_Instructions to follow:_
Begin with the line containing "Please spot the ship" and copy each line exactly through the last line of the entries, inclusive.

_Excerpted records:_
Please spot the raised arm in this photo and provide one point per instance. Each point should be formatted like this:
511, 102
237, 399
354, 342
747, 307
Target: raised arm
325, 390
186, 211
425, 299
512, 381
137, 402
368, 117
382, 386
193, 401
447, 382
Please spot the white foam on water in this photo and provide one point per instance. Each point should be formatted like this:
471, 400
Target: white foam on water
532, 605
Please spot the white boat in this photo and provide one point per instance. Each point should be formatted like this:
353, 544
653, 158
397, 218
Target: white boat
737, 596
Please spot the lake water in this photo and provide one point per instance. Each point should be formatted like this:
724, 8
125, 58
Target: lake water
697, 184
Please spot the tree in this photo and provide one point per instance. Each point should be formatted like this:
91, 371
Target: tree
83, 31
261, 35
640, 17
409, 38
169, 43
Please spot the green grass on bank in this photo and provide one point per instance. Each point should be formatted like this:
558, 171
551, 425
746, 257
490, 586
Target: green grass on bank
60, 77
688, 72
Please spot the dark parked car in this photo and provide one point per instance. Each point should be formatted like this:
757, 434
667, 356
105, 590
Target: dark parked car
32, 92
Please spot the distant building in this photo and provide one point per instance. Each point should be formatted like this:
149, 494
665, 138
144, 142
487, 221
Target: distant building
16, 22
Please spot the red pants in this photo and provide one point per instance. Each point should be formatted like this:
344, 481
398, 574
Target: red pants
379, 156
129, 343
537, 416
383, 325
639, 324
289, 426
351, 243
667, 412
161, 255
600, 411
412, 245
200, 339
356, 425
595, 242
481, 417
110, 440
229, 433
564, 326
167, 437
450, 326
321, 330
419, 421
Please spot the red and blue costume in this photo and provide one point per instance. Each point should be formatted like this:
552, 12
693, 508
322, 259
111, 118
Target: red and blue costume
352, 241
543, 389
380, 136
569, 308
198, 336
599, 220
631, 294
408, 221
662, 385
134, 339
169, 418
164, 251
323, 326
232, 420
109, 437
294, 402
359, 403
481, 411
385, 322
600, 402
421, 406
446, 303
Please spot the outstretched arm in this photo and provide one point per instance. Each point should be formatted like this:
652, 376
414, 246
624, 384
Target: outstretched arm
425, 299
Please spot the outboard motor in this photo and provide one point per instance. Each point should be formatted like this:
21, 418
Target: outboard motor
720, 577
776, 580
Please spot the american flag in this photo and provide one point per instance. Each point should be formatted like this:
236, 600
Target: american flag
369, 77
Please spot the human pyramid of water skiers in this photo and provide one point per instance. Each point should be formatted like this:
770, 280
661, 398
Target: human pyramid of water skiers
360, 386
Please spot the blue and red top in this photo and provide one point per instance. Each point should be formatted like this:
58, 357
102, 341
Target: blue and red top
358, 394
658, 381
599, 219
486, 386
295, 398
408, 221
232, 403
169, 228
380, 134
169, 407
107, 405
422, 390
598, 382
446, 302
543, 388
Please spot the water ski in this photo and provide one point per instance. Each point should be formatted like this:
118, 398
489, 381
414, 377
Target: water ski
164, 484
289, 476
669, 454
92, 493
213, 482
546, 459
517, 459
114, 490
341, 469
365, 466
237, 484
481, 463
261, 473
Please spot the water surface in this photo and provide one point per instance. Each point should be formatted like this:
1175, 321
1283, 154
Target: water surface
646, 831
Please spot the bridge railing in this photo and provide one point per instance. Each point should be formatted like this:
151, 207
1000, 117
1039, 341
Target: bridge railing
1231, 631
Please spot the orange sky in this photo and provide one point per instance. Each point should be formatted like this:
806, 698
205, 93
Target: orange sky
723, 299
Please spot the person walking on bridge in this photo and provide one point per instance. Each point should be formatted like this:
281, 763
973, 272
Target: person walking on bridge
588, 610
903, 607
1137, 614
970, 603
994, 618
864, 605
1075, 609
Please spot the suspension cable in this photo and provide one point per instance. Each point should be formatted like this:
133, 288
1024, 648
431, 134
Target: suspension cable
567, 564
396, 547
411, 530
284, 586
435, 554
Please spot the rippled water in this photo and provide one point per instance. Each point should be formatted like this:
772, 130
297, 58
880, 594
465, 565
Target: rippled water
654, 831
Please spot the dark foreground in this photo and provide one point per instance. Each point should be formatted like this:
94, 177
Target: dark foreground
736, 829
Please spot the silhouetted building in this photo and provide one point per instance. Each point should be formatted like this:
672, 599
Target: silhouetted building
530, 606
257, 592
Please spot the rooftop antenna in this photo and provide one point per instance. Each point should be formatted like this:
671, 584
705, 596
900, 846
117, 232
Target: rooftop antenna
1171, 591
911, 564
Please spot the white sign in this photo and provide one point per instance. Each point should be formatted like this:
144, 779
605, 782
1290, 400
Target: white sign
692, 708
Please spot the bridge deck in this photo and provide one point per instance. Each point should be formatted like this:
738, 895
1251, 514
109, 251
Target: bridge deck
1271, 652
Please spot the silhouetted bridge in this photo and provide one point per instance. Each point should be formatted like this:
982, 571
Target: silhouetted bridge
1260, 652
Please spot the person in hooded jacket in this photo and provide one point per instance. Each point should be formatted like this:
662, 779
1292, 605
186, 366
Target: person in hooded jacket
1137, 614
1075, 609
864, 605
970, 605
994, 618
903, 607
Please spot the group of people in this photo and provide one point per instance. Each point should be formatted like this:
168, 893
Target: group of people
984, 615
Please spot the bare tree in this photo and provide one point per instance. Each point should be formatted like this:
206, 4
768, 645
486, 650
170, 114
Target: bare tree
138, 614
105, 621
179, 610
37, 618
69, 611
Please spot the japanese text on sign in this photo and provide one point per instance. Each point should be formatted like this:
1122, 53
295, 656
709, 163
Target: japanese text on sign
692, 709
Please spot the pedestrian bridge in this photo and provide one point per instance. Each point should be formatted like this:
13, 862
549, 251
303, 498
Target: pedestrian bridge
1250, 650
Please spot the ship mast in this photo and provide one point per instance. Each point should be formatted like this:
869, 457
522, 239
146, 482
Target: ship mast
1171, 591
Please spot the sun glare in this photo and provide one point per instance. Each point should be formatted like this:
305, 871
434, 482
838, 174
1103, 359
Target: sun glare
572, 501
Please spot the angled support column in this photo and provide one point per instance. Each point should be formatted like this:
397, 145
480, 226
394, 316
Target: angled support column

_Solved problem:_
Please spot the ship mast in this photo and provide one point per instance. Each point should be formatted like this:
869, 457
522, 239
146, 482
Target: ship mast
1171, 591
Please spot the sun glare in this photo and provide one point per instance. Each point should be formatted like this:
305, 871
434, 482
838, 174
1103, 359
Target: sun glare
572, 501
Please spot the angled support column in this photo and provide one point per instance. Each point should be formatted like this:
397, 145
480, 226
394, 316
Target: angled support column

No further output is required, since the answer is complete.